In summary, the incorporation of the aforementioned improvements in the YOLOv7 + Deep SORT framework for wildlife tracking applications yields practical benefits across multiple dimensions. These benefits are primarily reflected in the high precision, low energy consumption, and long-term continuous monitoring required for wildlife tracking. By enhancing detection and tracking accuracy, improving adaptability to small objects and occluded targets, and optimizing real-time performance and resource efficiency, this approach significantly enhances the reliability and data quality of field monitoring systems. It is particularly well-suited for multi-target tracking in wildlife conservation and research tasks.

However, the ablation experiments also revealed some unexpected results and patterns. For instance, while the COS enhances target detection in complex scenes, it can occasionally lead to increased false positives or missed detections during the tracking process in certain scenarios. This phenomenon is particularly pronounced when the target frequently enters and exits the field of view. Additionally, in scenes with high motion complexity, CMC may misinterpret target behavior as abnormal camera motion, resulting in incorrect adjustments to target motion features and causing abrupt jumps or loss of tracking trajectories.

DIRECTIVE = Transcribe the passage on YOLOv7 + Deep SORT wildlife tracking between "In summary, the" and "and research tasks.", inclusive.

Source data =
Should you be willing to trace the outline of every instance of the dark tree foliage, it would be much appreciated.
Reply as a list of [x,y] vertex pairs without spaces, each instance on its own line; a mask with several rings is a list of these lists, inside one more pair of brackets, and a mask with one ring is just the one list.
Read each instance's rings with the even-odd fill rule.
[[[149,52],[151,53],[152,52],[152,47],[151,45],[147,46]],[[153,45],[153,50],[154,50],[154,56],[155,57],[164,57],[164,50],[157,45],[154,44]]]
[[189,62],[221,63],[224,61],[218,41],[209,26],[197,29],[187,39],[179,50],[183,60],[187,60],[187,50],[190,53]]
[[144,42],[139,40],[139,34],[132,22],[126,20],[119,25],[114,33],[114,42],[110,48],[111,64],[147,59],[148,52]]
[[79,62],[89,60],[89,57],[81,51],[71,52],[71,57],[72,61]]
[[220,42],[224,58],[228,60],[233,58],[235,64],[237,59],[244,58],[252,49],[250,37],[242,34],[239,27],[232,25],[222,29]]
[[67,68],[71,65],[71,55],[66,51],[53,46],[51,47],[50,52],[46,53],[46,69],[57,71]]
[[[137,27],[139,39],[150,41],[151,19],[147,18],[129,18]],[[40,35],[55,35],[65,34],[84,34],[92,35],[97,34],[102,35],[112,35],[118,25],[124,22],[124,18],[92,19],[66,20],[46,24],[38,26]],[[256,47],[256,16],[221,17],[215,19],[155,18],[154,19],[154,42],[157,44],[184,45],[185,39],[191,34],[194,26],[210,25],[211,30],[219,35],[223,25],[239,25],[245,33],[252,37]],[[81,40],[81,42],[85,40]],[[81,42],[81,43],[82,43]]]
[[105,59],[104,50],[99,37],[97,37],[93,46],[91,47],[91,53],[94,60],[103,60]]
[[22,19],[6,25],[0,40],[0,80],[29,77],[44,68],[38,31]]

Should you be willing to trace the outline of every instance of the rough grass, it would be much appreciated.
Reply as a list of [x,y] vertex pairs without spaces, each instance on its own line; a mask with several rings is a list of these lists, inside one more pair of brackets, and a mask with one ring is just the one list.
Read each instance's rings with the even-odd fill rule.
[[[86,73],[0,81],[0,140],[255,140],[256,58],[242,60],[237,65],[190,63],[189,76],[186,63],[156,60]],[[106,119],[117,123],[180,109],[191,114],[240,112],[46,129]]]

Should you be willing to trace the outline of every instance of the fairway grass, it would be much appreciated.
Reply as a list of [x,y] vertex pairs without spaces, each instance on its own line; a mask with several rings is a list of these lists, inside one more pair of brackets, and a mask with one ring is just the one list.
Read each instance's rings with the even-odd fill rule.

RESPONSE TO THIS EXERCISE =
In summary, the incorporation of the aforementioned improvements in the YOLOv7 + Deep SORT framework for wildlife tracking applications yields practical benefits across multiple dimensions. These benefits are primarily reflected in the high precision, low energy consumption, and long-term continuous monitoring required for wildlife tracking. By enhancing detection and tracking accuracy, improving adaptability to small objects and occluded targets, and optimizing real-time performance and resource efficiency, this approach significantly enhances the reliability and data quality of field monitoring systems. It is particularly well-suited for multi-target tracking in wildlife conservation and research tasks.